§ **Task statement**
Skip the pictures and extract all of the lines exactly as written.

§ **Material for the task**
· · · · · · ·
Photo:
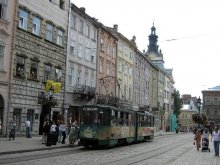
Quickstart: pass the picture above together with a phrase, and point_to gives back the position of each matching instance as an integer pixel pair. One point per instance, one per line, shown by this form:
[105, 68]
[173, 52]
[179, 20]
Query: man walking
[28, 127]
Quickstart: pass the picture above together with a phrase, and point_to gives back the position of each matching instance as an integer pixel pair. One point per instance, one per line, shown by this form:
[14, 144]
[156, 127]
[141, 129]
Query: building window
[3, 9]
[73, 22]
[72, 50]
[58, 75]
[33, 70]
[47, 72]
[20, 67]
[78, 80]
[49, 32]
[87, 30]
[23, 20]
[102, 44]
[17, 118]
[30, 117]
[113, 52]
[61, 4]
[101, 66]
[59, 37]
[71, 76]
[2, 50]
[36, 26]
[93, 33]
[93, 57]
[86, 78]
[108, 49]
[81, 26]
[108, 69]
[79, 52]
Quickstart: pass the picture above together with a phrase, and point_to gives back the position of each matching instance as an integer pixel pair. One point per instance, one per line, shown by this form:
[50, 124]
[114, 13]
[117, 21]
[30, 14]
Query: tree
[200, 118]
[178, 103]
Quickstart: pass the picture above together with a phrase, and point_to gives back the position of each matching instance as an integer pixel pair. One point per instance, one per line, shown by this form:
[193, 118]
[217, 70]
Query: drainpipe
[11, 64]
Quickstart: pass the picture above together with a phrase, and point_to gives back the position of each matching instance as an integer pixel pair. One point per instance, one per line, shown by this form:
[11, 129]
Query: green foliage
[178, 102]
[47, 102]
[199, 118]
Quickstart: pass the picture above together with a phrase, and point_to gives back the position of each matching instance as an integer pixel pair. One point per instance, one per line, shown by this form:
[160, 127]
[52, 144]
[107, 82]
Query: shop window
[33, 70]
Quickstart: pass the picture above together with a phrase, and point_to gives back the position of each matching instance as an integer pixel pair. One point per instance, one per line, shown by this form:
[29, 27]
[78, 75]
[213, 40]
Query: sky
[188, 35]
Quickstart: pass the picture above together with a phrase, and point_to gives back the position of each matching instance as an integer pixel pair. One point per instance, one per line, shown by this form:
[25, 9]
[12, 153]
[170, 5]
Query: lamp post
[50, 100]
[199, 103]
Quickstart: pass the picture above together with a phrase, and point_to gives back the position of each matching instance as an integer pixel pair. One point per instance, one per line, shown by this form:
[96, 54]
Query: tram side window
[106, 117]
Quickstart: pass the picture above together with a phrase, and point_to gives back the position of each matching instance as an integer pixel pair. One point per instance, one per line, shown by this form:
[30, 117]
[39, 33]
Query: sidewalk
[23, 144]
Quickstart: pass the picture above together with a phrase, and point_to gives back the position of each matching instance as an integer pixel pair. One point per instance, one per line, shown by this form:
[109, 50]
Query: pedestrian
[216, 140]
[53, 133]
[12, 126]
[197, 139]
[60, 132]
[28, 128]
[73, 135]
[64, 129]
[46, 131]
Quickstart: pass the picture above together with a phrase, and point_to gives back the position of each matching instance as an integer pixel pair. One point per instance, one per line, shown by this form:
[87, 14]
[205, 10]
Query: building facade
[211, 105]
[125, 66]
[143, 76]
[39, 55]
[81, 62]
[7, 32]
[106, 67]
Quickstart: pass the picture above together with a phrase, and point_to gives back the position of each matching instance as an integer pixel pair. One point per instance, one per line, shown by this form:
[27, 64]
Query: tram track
[41, 156]
[146, 155]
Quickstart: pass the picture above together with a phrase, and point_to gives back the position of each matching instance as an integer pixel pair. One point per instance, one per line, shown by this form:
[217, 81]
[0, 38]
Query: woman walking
[197, 138]
[216, 140]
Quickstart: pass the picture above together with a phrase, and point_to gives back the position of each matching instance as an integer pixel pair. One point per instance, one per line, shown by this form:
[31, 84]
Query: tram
[106, 126]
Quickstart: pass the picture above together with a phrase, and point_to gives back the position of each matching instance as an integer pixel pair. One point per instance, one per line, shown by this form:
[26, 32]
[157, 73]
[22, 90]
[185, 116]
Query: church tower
[153, 47]
[153, 53]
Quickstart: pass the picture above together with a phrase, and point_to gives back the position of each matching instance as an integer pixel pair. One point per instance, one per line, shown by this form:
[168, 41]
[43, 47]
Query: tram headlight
[94, 134]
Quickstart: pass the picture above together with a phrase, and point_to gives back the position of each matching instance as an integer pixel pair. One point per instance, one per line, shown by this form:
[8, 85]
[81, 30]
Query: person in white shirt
[28, 127]
[216, 140]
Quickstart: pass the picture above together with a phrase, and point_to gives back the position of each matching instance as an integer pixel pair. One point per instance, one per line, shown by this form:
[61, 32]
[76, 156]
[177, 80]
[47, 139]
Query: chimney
[115, 28]
[83, 9]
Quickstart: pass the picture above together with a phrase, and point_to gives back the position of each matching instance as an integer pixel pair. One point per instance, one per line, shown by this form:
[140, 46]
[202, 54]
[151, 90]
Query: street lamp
[50, 100]
[199, 103]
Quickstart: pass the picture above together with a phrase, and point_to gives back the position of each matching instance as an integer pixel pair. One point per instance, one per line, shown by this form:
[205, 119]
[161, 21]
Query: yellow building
[185, 117]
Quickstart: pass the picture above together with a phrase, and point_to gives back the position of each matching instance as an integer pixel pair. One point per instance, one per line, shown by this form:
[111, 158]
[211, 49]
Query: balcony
[84, 91]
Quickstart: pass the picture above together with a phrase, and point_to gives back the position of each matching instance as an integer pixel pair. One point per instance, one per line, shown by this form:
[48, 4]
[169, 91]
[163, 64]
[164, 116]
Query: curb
[36, 149]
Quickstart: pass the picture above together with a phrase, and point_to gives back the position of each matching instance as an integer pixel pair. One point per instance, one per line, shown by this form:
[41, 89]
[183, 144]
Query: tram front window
[89, 115]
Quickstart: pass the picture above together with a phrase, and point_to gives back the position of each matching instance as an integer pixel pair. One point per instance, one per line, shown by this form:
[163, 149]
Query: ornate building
[211, 105]
[7, 32]
[81, 62]
[39, 55]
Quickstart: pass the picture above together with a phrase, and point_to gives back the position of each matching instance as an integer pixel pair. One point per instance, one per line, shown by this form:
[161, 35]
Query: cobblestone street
[175, 149]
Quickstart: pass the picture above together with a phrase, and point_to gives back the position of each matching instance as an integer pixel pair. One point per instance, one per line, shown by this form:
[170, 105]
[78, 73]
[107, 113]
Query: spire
[153, 47]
· · · · · · ·
§ **Task solution**
Photo:
Quickstart: pass the picture above together with a phrase, and point_to gives back the position of each matching instance as an integer pixel pair. One point per instance, one per line, shown by this form:
[105, 68]
[173, 52]
[179, 20]
Query: man walking
[28, 127]
Quickstart: pass the picture above together with a phrase, and point_to gives back the position of each matching instance as an integer pixel pair. One point per instance, one per line, shown by this form:
[14, 144]
[156, 127]
[141, 129]
Query: building window
[3, 9]
[73, 22]
[72, 50]
[58, 75]
[33, 70]
[47, 72]
[20, 67]
[78, 80]
[49, 32]
[87, 30]
[23, 20]
[102, 44]
[17, 118]
[30, 117]
[113, 52]
[61, 4]
[101, 66]
[59, 37]
[71, 76]
[2, 50]
[36, 26]
[93, 33]
[93, 57]
[86, 78]
[108, 49]
[81, 26]
[108, 69]
[79, 52]
Quickstart: pass the picture above together with a phrase, and point_to gives back the position of each matching instance as an integer pixel pair. One point per instance, one per line, shown by this form:
[50, 124]
[114, 13]
[117, 21]
[30, 14]
Query: tree
[200, 118]
[178, 103]
Quickstart: pass the picture above together with a phrase, and point_to gives back the position of each matching instance as an integer pixel pair. One point per instance, one per line, shown by this form:
[193, 118]
[217, 70]
Query: drainpipe
[11, 64]
Quickstart: pass the picture above together with a phrase, and point_to gives back the position of each matching instance as an integer pixel pair. One point per instance, one per line, shown by this form:
[11, 129]
Query: green foliage
[178, 102]
[47, 102]
[199, 118]
Quickstart: pass the picture above together with a phrase, and point_to gives back the position of each matching instance as an integer pixel pair. One point per instance, one per line, shown by this form:
[160, 127]
[52, 144]
[107, 82]
Query: shop window
[33, 70]
Quickstart: pass the picture above together with a phrase, and point_to gives back the position of each matching instance as an integer pixel pair. One point per instance, one per line, shown by this form:
[29, 27]
[78, 75]
[213, 40]
Query: sky
[188, 35]
Quickstart: pass the picture above together with a phrase, and point_to gives back the position of each matching instance as an integer pixel pair. One point per instance, one per line, shown by this form:
[25, 9]
[12, 153]
[170, 5]
Query: lamp post
[50, 100]
[199, 103]
Quickstart: pass the picture above together with a phrase, and point_to gives back the position of each matching instance as an integer pixel pair. One point per instance, one per line, shown by this form:
[96, 54]
Query: tram side window
[106, 117]
Quickstart: pass the picture above together with a phrase, and point_to gives back the position of each matching instance as an integer pixel pair. One point per instance, one per line, shown by this form:
[30, 117]
[39, 33]
Query: sidewalk
[23, 144]
Quickstart: pass the picture above together with a phrase, and point_to gives back the position of each matching instance as an integer pixel pair. One point per instance, one per line, shown by this form:
[109, 50]
Query: pedestrian
[216, 140]
[53, 133]
[12, 126]
[197, 139]
[60, 132]
[28, 128]
[73, 135]
[64, 129]
[46, 131]
Quickstart: pass the picture above together with a phrase, and point_to gives back the position of each matching instance as an integer pixel pair. One point per instance, one per line, shown by this form:
[87, 14]
[205, 10]
Query: building facade
[211, 105]
[125, 66]
[143, 76]
[39, 55]
[81, 62]
[7, 32]
[106, 67]
Quickstart: pass the picture above together with a phrase, and point_to gives back the position of each matching instance as an integer pixel pair. One point per instance, one per line, shown by this form:
[27, 64]
Query: tram track
[41, 156]
[146, 155]
Quickstart: pass the picture above together with a phrase, and point_to gives back the position of each matching instance as an integer pixel pair. One point per instance, one per line, shown by this form:
[217, 81]
[0, 38]
Query: woman walking
[197, 138]
[216, 140]
Quickstart: pass the picture above together with a phrase, and point_to gives back the position of each matching instance as an integer pixel pair. One point per instance, one per line, shown by this form:
[31, 84]
Query: tram
[106, 126]
Quickstart: pass the picture above together with a phrase, and point_to gives back the position of each matching instance as an integer pixel pair. One point per instance, one per line, shown by this form:
[26, 32]
[157, 73]
[22, 90]
[185, 116]
Query: church tower
[153, 47]
[153, 53]
Quickstart: pass the picture above together with a phrase, and point_to gives back the position of each matching instance as an integer pixel pair. One point per instance, one per line, shown by this form:
[168, 41]
[43, 47]
Query: tram headlight
[94, 134]
Quickstart: pass the picture above together with a phrase, and point_to gives back the position of each matching instance as an integer pixel pair. One point per instance, one per line, shown by this form:
[8, 85]
[81, 30]
Query: person in white shirt
[28, 127]
[216, 140]
Quickstart: pass the picture above together with a phrase, and point_to gives back the position of each matching instance as an integer pixel pair. One point per instance, one per line, shown by this form:
[61, 32]
[76, 156]
[177, 80]
[47, 139]
Query: chimney
[115, 28]
[83, 9]
Quickstart: pass the picture above together with a phrase, and point_to gives back the position of each matching instance as an integer pixel pair. One point per instance, one per line, shown by this form:
[140, 46]
[202, 54]
[151, 90]
Query: street lamp
[50, 100]
[199, 103]
Quickstart: pass the picture above together with a phrase, and point_to gives back the position of each matching instance as an integer pixel pair. One point per instance, one per line, shown by this form:
[205, 119]
[161, 21]
Query: yellow building
[185, 117]
Quickstart: pass the picture above together with a phrase, and point_to gives back the position of each matching instance as an integer pixel pair. One point per instance, one per line, shown by this form:
[111, 158]
[211, 49]
Query: balcony
[84, 91]
Quickstart: pass the picture above together with a phrase, and point_to gives back the position of each matching instance as an integer pixel pair. One point per instance, one per line, shown by this form:
[48, 4]
[169, 91]
[163, 64]
[164, 116]
Query: curb
[36, 149]
Quickstart: pass the picture above together with a phrase, and point_to gives back the position of each matching instance as an integer pixel pair. One point per instance, one per line, shown by this form:
[41, 89]
[183, 144]
Query: tram front window
[89, 115]
Quickstart: pass the picture above together with a phrase, and point_to gives back the position of each matching instance as an integer pixel pair. One point per instance, one per line, shown by this form:
[163, 149]
Query: ornate building
[211, 105]
[7, 32]
[81, 62]
[39, 55]
Quickstart: pass the picture above together with a phrase, and point_to gives back the position of each matching instance as an integer pixel pair. One point per instance, one per line, shown by this form:
[161, 35]
Query: cobblestone street
[175, 149]
Quickstart: pass the picture above together with a phrase, and point_to gives back the position of each matching instance as an integer pixel pair. One point per instance, one per line, shown by this form:
[170, 105]
[78, 73]
[107, 113]
Query: spire
[153, 47]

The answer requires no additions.